CHECK YOUR UNDERSTANDING
1 > Answer these questions from the earthquake relief report:
(a) How many tons of high-energy biscuits did the three trucks carry to Bantul and Klaten?
(b) Which corporate partner helped provide trucks?
(c) How much medicine did the WFP-chartered plane bring to Solo?
2 > Reproduce the stretch of the earthquake relief report from "James Morris, WFP" through "a daily basis." word for word.

STUDY TEXT
▼▼▼
First emergency food arrives for Indonesia earthquake victims

Published on 28 May 2006

WFP begins distributing emergency food rations to survivors of the devastating earthquake in Indonesia, just 36 hours after the earthquake struck.

WFP began distributing emergency food rations on Sunday to survivors of the devastating earthquake in Indonesia, just 36 hours after the earthquake struck.

Around midday (local time) three trucks carrying 30 tons of high-energy biscuits from WFP arrived in Bantul and Klaten, two of the districts worst-hit by yesterday's devastating earthquake.

The biscuits are fortified with essential vitamins and minerals and are sufficient to feed about 20,000 people for 7 days.

More supplies

As soon as word of the earthquake spread, WFP and its partners were mobilizing to provide rapid assistance to the survivors

James Morris, WFP Executive Director

Five more trucks carrying fortified noodles left Jakarta today and are expected to arrive in the affected area tomorrow morning.

More supplies are scheduled to be delivered on a daily basis.

WFP's long-standing corporate partner, TNT, has helped provide trucks to ensure that food arrives as quickly as possible.

Stocks have been drawn from food WFP already had in Jakarta, and the nearby town of Solo. A shortage of storage facilities in the affected areas has also prompted WFP to send mobile warehouses previously used for its tsunami operations.

Emergency assessment

Earlier in the day, a WFP-chartered plane arrived in Solo -- approximately three hours by road from the worst-affected areas -- carrying an emergency medical team from Aceh and 2 tons of medicine.

Later tonight a joint UN emergency assessment team, led by WFP, is expected to reach Bantul to begin surveying the damage and assist the Indonesian government's relief efforts.

The team includes the Office for the Coordination of Humanitarian Affairs(OCHA), UN Children's Fund (UNICEF), UN Development Programme (UNDP), UNFPA and the World Health Organization (WHO) and non-governmental organizations (NGOs).
▲▲▲
EXTRACTED ENTRIES
▼▼▼
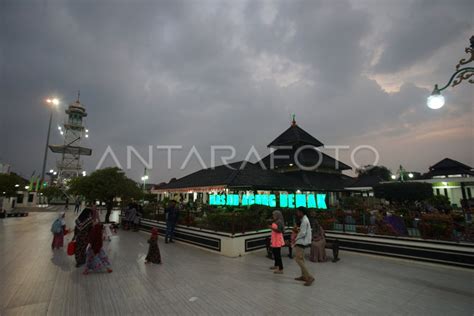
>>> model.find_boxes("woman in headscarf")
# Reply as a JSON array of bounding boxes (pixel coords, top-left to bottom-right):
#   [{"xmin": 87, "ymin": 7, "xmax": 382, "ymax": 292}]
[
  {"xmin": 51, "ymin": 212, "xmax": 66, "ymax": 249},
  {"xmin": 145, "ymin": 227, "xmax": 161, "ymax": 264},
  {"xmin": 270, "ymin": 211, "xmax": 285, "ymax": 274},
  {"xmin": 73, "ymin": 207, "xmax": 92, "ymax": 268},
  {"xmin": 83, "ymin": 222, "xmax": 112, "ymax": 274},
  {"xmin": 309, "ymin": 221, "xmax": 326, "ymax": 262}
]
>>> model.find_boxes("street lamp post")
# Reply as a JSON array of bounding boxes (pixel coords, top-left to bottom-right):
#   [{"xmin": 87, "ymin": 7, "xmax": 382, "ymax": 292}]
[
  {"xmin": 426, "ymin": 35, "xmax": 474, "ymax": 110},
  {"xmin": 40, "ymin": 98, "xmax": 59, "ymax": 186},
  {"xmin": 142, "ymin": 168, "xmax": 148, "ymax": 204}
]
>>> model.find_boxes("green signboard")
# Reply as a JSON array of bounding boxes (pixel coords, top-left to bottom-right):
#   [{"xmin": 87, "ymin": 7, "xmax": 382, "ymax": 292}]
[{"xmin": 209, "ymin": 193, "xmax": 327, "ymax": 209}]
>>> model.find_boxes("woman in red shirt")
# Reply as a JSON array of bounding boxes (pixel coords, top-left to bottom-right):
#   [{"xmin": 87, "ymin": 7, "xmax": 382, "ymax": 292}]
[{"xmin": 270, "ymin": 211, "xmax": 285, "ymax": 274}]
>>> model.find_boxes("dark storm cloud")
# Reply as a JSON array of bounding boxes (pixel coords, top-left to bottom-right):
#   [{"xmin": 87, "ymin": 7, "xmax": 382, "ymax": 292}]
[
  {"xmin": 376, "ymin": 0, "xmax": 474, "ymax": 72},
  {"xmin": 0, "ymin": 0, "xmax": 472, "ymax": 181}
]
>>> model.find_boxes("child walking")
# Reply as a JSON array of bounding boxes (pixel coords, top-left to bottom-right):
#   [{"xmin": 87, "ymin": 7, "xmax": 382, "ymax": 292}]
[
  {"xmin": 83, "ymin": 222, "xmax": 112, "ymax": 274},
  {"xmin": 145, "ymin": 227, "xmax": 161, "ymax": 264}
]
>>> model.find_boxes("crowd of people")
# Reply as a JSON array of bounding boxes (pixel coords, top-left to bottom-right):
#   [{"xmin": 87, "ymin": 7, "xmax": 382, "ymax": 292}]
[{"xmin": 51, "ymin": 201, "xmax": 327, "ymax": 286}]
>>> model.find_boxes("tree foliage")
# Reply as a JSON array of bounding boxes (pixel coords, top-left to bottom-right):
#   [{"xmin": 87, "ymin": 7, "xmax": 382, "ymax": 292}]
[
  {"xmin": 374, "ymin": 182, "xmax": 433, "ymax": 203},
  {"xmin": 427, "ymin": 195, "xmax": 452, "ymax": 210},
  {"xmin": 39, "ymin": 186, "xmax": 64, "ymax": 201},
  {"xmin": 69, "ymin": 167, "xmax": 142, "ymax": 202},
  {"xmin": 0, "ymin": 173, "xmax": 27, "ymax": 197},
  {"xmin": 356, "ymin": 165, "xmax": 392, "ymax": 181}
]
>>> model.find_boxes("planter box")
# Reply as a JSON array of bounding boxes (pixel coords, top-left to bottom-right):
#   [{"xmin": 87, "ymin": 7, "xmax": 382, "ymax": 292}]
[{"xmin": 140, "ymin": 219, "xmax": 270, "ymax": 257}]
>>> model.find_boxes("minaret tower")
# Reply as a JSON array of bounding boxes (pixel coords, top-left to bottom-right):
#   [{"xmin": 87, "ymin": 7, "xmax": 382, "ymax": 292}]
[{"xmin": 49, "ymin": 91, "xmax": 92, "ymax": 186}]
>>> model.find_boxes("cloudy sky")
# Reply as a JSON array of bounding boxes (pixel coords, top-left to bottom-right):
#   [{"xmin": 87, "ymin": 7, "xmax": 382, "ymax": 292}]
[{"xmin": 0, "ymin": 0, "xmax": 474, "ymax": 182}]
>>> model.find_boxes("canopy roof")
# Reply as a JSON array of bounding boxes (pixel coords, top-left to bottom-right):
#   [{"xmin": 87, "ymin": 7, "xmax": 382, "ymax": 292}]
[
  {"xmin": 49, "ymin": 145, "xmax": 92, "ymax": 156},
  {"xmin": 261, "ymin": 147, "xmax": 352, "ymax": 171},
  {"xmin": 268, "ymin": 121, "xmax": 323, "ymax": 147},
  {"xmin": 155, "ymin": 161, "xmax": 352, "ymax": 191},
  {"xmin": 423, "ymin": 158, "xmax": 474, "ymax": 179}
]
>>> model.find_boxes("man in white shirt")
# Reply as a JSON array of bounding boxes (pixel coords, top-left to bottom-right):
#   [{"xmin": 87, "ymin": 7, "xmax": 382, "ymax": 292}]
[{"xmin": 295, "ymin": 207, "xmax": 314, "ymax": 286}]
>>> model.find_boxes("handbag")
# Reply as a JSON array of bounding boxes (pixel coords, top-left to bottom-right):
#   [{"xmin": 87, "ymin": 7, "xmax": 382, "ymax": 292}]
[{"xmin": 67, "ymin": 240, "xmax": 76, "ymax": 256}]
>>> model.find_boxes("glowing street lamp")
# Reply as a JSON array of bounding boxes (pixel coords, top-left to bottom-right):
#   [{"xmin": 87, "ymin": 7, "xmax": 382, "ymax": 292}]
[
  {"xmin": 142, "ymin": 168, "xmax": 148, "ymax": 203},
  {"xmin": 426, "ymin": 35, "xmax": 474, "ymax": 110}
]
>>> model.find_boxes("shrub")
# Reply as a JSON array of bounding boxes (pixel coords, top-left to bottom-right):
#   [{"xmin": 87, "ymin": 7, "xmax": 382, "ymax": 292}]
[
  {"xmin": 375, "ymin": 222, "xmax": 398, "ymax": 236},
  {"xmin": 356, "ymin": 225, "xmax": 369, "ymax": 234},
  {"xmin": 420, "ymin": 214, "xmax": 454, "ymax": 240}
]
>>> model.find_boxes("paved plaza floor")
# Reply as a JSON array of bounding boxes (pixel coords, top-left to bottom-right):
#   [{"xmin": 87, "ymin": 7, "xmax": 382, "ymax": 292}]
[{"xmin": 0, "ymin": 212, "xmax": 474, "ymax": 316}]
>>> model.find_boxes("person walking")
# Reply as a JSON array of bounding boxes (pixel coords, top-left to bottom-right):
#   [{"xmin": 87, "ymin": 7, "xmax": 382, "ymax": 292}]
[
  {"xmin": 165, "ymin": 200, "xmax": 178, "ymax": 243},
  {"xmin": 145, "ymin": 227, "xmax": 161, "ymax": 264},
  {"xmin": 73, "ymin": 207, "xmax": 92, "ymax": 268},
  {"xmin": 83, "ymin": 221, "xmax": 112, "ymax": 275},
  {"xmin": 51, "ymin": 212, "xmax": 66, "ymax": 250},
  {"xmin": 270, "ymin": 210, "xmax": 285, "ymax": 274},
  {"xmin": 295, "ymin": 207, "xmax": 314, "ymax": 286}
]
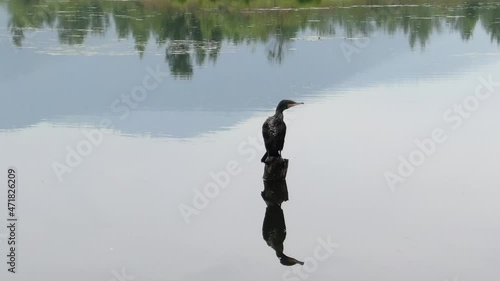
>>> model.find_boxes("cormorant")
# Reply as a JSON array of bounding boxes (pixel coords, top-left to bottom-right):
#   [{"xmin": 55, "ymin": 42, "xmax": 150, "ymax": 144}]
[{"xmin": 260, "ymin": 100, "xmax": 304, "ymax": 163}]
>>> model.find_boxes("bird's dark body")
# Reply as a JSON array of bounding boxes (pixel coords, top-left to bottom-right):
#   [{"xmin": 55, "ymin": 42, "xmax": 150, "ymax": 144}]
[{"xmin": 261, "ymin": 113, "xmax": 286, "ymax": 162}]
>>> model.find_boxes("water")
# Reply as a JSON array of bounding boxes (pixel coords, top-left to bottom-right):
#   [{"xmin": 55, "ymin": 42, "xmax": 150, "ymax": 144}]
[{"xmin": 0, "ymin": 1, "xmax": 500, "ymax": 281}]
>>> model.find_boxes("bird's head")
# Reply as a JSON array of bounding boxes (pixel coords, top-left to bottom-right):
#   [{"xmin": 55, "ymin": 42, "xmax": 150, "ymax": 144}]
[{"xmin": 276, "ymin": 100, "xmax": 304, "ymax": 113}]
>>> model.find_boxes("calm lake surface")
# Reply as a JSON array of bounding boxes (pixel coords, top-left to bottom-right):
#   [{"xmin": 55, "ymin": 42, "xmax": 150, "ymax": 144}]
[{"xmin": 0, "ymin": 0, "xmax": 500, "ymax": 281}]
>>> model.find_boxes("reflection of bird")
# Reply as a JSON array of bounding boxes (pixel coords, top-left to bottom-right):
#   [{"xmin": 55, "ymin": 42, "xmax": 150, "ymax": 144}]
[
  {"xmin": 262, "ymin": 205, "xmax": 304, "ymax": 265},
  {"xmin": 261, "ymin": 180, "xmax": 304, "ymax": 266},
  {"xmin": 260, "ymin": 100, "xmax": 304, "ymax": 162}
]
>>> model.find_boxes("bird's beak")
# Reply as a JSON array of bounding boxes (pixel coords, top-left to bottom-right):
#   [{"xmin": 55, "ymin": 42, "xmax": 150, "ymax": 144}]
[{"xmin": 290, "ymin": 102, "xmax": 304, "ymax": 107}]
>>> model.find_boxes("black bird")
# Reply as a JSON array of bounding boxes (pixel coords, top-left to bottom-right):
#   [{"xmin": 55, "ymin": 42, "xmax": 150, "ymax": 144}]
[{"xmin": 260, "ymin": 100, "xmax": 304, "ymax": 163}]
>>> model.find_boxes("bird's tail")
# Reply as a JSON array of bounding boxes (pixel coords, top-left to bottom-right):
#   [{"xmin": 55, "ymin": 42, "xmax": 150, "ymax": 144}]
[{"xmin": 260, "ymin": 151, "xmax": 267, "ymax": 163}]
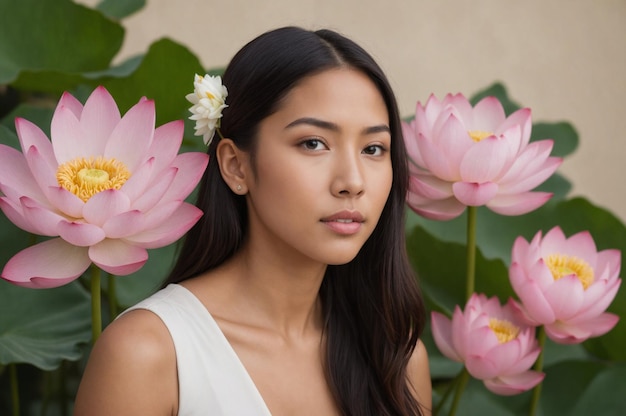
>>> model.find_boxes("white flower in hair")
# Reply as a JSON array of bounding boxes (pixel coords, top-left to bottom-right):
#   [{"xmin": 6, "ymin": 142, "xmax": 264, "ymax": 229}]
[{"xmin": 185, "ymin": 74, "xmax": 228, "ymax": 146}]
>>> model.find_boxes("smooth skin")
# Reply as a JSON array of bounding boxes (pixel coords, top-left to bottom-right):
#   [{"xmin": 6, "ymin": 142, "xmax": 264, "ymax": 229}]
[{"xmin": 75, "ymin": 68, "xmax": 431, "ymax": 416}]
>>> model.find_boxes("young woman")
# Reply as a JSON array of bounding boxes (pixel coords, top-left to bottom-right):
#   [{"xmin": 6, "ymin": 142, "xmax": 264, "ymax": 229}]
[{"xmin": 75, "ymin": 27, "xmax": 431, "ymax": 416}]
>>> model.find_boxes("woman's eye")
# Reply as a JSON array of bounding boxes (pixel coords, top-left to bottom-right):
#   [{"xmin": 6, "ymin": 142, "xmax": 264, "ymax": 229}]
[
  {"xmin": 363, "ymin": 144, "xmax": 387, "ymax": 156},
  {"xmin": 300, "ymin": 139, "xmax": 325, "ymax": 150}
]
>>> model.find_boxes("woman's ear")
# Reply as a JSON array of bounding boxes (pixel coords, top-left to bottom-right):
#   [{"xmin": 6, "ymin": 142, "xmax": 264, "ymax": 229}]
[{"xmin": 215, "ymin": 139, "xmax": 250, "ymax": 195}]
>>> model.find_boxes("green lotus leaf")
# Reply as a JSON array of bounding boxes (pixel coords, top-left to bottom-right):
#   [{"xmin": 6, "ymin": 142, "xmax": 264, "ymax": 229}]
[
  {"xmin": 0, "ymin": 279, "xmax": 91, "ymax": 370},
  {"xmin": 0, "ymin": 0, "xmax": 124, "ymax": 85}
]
▲▲▲
SOLUTIONS IN ORDER
1 >
(a) 30 tons
(b) TNT
(c) 2 tons

2 >
James Morris, WFP Executive Director

Five more trucks carrying fortified noodles left Jakarta today and are expected to arrive in the affected area tomorrow morning.

More supplies are scheduled to be delivered on a daily basis.